Text extract:

• • • • • • •

The scope of the extreme points and the minimal value varies regularly with the reduction of D. The extreme point of the surface is not distinct on the condition that D = −85, D = −95. The minimums of the surface are evident when the value of D drops from −105 to −125. When D = −105, f₂(A, B, D) reaches its minimal value of 1.236 × 10³ in the scopes of −0.76 < A < −0.74, −0.09 < B < −0.07. When D = −113, f₂(A, B, D) gets the minimal value of 749.249 in the scopes of −0.74 < A < −0.71, −0.08 < B < −0.06. Meanwhile the minimum value of f₂(A, B, D) decreases with the diminution of D. When D = −125, f₂(A, B, D) develops a minimal value of 1.583 × 10³ in the scopes of −0.7 < A <−0.68, −0.06 < B < −0.04. The minimum value increases while D drops down. When D = −135, the extremum of the surface vanishes. As described above, when D = −113, f₂(A, B, D) reaches its minimal value. The coefficients A, B are in the scopes of −0.74 < A < −0.71, −0.08 < B < −0.06. A = −0.725, B = −0.07, D = −113 are the variables corresponding to the minimum value of the objective function f₂(A, B, D). The coefficients A, B, D are satisfied with the optimized goal that the length of the 1D target is equal to the distance from the feature point on the top of the 1D target to the origin point and accords with the experiment results.

The variation trends of f₂(A, B, D) are different in the directions of A and B while D decreases. On the condition that D = −85 and D = −95, the value of f₂(A, B, D) decreases when the value A is on the decline. The value of f₂(A, B, D) diminishes in the direction of B while the value of B is reduced. In the direction of A, the value of f₂(A, B, D) reduces firstly and then enlarges when the value of D is dropped from −105 to −125. In the direction of B, the value of f₂(A, B, D) decreases first and then becomes larger with the diminution of B. When D = −135, the extremum of the surface vanishes. The value of f₂(A, B, D) increases in both directions of A and B with the decline of A and B, respectively.

• • • • • • •

Records supplied:
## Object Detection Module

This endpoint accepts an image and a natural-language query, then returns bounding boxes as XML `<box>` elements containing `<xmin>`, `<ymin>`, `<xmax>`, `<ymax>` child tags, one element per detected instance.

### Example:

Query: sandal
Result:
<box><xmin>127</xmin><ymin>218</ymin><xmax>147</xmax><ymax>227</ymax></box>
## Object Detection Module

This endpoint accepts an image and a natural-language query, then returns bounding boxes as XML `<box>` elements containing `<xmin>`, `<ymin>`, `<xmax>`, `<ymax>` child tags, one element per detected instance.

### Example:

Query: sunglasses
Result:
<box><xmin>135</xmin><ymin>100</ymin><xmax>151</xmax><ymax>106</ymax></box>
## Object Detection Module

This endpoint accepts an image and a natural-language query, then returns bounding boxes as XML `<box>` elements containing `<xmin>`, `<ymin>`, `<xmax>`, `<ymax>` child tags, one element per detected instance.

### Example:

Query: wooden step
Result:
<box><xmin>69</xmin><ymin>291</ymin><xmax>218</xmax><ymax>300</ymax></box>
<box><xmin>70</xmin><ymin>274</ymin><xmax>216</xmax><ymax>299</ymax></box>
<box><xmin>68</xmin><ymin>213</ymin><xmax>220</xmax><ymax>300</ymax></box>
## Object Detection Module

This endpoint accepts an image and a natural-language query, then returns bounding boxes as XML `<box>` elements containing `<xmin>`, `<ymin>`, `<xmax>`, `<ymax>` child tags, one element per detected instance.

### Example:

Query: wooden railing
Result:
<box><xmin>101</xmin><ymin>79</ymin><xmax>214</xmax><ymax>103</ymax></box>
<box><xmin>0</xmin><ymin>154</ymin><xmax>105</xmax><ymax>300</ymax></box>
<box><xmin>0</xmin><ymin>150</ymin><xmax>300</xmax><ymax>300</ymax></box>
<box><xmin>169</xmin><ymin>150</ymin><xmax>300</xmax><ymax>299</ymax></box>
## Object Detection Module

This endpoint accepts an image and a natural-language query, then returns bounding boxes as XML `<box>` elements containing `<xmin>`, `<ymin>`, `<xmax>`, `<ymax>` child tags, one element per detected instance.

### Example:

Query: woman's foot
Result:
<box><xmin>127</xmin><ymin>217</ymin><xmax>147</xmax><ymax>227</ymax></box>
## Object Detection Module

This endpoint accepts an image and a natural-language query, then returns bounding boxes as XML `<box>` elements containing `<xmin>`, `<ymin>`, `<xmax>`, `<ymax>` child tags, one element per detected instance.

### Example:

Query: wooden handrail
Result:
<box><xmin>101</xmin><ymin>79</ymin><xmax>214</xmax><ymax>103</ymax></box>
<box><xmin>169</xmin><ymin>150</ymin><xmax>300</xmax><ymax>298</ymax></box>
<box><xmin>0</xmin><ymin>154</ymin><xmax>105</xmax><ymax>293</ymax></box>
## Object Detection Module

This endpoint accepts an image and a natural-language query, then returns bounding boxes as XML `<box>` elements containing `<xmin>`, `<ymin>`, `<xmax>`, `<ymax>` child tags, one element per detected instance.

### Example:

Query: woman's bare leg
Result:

• • • • • • •

Directive: According to the objective-function passage, at which value of D does f₂(A, B, D) reach its minimal value, and what is that value? The material is separate from the objective-function passage.

Exercise solution: At D = −113, f₂(A, B, D) reaches its minimal value of 749.249.